• _Problem_: For the data below, restate word for word only the lines from the line containing "[(170, 20), (173, 116)]" through the line containing "[(42, 104), (254, 39)]", both ends included.

:: Supplied information

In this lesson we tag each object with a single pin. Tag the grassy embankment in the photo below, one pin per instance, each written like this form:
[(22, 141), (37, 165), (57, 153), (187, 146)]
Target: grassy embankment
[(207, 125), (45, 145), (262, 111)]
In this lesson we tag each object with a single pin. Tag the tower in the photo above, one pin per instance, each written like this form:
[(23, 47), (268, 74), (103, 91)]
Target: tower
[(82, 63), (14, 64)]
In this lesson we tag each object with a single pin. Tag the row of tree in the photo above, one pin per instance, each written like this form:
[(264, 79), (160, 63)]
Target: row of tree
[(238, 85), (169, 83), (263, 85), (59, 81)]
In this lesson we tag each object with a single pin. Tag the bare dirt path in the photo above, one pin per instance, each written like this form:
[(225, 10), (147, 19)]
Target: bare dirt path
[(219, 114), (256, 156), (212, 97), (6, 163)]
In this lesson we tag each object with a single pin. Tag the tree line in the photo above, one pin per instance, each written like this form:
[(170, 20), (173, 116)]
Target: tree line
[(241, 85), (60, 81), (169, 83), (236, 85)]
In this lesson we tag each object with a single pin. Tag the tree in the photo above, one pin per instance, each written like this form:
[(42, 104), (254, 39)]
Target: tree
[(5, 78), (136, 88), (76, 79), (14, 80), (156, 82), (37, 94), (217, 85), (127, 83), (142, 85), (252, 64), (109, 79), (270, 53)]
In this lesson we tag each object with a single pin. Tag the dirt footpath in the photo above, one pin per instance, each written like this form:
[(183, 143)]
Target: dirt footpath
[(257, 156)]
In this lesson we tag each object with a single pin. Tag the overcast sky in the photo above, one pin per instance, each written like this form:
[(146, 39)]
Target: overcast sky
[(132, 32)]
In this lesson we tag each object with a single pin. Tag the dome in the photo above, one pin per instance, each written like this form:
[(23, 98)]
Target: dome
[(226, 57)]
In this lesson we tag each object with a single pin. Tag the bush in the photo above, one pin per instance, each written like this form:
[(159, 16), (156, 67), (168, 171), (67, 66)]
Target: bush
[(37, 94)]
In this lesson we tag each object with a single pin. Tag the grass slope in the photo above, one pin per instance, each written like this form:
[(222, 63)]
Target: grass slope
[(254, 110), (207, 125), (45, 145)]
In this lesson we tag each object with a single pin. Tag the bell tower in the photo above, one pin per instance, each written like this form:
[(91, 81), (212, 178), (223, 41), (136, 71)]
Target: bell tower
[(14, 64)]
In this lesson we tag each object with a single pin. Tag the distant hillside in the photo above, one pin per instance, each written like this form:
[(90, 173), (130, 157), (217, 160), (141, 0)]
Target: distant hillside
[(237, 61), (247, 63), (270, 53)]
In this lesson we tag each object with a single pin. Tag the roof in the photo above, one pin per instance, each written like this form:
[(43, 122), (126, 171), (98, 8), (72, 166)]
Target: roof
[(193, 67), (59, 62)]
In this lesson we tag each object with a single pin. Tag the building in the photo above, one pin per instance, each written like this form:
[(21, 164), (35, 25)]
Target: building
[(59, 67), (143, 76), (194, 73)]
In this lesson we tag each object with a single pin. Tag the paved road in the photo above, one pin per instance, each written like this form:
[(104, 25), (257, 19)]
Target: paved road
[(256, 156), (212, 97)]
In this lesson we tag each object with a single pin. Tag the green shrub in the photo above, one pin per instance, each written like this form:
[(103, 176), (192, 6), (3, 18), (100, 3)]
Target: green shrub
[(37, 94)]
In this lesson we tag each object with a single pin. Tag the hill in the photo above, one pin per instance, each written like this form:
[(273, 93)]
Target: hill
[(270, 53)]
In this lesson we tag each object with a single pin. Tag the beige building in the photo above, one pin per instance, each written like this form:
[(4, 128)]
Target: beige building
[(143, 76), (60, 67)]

::::

• _Response_:
[(170, 20), (173, 116)]
Target: tree line
[(241, 85), (60, 81), (169, 83), (236, 85)]
In this lesson we tag each object with a single pin. Tag the tree in the photo above, one pin per instance, each written like this form:
[(42, 104), (254, 39)]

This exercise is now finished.